#### 原文:
========================================

In [1]:
# 导入必要的库
from pyspark.sql import SparkSession
import pyspark.sql.functions as F
from pyspark.sql.types import StringType, TimestampType, ArrayType, BooleanType
from pyspark.ml.feature import Tokenizer, StopWordsRemover
import re
import matplotlib.pyplot as plt
import seaborn as sns
import pandas as pd
import warnings
warnings.filterwarnings('ignore')

print("库导入完成！")


库导入完成！


In [2]:
# 初始化 Spark Session
spark = SparkSession.builder \
    .appName("TweetAnalysis_DataCleaning") \
    .master("local[*]") \
    .config("spark.driver.memory", "16g") \
    .config("spark.sql.execution.arrow.pyspark.enabled", "true") \
    .getOrCreate()

sc = spark.sparkContext
print(f"Spark Version: {spark.version}")
print(f"Available cores: {sc.defaultParallelism}")

# 加载原始数据
raw_data_path = "/home/jovyan/work/data/raw/the-reddit-climate-change-dataset-comments.csv"
df_raw = spark.read.csv(raw_data_path, header=True, inferSchema=True, multiLine=True, escape='"')
df_raw.cache()

print(f"原始数据加载完成，共 {df_raw.count():,} 条记录")


Spark Version: 3.5.0
Available cores: 20
原始数据加载完成，共 4,600,698 条记录


In [3]:
# 定义文本清洗函数
def create_text_cleaning_udf():
    """创建文本清洗的UDF函数"""
    def clean_text_func(text):
        if text is None:
            return None
        
        text = str(text)
        
        # 1. 转换为小写
        text = text.lower()
        
        # 2. 去除URL
        text = re.sub(r'https?://\S+|www\.\S+', '', text)
        
        # 3. 去除Reddit特有的格式
        text = re.sub(r'/u/\w+', '', text)  # 去除用户名
        text = re.sub(r'/r/\w+', '', text)  # 去除子版块名
        text = re.sub(r'&gt;', '', text)   # 去除引用符号
        text = re.sub(r'&lt;', '', text)
        text = re.sub(r'&amp;', 'and', text)
        
        # 4. 去除HTML标签
        text = re.sub(r'<.*?>', '', text)
        
        # 5. 去除特殊字符，保留字母、数字、空格和基本标点
        text = re.sub(r'[^a-zA-Z0-9\s\.\,\!\?\;\:]', ' ', text)
        
        # 6. 去除多余的空格
        text = re.sub(r'\s+', ' ', text).strip()
        
        # 7. 过滤过短的文本
        if len(text) < 10:
            return None
            
        return text
    
    return F.udf(clean_text_func, StringType())

========================================

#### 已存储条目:
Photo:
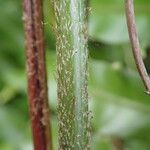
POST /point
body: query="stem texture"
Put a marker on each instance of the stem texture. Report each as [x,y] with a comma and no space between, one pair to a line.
[36,72]
[129,6]
[72,57]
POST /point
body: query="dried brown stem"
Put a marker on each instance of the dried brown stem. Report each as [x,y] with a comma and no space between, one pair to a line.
[36,72]
[129,6]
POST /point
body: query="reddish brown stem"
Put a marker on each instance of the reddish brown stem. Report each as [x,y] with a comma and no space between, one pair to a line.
[36,72]
[129,6]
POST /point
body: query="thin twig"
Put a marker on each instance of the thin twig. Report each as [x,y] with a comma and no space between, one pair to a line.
[36,72]
[129,6]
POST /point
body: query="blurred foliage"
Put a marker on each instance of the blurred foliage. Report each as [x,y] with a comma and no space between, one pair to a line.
[120,108]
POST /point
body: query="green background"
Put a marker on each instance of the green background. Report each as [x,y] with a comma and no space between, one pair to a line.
[120,108]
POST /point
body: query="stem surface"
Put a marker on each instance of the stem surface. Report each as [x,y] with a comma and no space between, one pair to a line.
[129,7]
[72,57]
[36,72]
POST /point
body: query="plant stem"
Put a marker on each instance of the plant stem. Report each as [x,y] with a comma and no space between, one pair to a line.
[129,6]
[36,72]
[72,57]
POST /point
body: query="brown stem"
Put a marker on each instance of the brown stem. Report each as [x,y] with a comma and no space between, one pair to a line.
[129,6]
[36,72]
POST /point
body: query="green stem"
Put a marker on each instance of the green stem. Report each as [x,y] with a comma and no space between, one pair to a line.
[72,58]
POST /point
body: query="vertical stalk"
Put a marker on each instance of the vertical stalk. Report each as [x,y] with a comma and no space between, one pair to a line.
[36,72]
[72,58]
[129,8]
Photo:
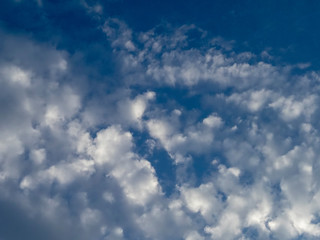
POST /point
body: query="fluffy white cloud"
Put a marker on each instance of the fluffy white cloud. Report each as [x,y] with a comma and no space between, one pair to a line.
[91,159]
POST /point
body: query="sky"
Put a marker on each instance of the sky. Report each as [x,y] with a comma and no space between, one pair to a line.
[157,120]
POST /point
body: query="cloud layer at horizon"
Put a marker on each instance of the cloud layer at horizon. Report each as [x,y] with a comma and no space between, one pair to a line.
[114,132]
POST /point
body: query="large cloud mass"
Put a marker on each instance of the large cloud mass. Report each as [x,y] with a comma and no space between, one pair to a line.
[184,138]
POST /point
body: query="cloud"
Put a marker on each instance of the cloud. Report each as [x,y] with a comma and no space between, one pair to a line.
[81,151]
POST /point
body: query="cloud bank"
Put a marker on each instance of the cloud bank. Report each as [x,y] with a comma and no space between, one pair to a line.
[184,139]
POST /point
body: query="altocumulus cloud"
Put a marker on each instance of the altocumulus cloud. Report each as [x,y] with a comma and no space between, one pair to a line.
[184,138]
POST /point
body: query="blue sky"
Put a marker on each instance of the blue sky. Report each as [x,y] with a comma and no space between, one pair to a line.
[154,120]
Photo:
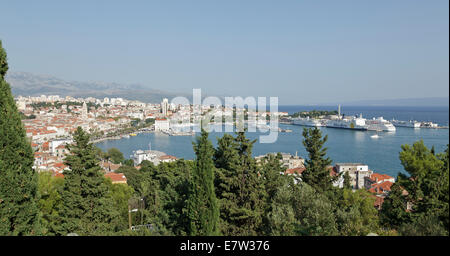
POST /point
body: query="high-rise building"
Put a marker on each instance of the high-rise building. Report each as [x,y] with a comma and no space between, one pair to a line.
[164,106]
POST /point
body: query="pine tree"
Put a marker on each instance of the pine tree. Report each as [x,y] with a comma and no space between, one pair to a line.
[347,181]
[19,214]
[202,205]
[425,190]
[316,174]
[240,186]
[88,205]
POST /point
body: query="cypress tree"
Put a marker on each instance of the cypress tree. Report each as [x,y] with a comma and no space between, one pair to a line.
[202,205]
[88,204]
[347,181]
[18,181]
[240,186]
[316,174]
[427,190]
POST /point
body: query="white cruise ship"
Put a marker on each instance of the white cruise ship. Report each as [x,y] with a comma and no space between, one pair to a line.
[307,122]
[353,123]
[380,124]
[410,124]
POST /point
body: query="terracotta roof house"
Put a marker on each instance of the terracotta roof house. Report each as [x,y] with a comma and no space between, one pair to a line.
[117,178]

========================================

#### 练习说明:
(A) 请逐字抄录原文中以“text = str(text)”开始、以“re.sub(r'&amp;', 'and', text)”结束的部分。
(B) 请汇集记录中所有包含字符串“cypress”的行，并逐行照录，匹配时区分大小写。
原文与记录分别取自不同的来源。

#### 参考答案:
(A)
text = str(text)
        
        # 1. 转换为小写
        text = text.lower()
        
        # 2. 去除URL
        text = re.sub(r'https?://\S+|www\.\S+', '', text)
        
        # 3. 去除Reddit特有的格式
        text = re.sub(r'/u/\w+', '', text)  # 去除用户名
        text = re.sub(r'/r/\w+', '', text)  # 去除子版块名
        text = re.sub(r'&gt;', '', text)   # 去除引用符号
        text = re.sub(r'&lt;', '', text)
        text = re.sub(r'&amp;', 'and', text)

(B)
body: query="cypress tree"
Put a marker on each instance of the cypress tree. Report each as [x,y] with a comma and no space between, one pair to a line.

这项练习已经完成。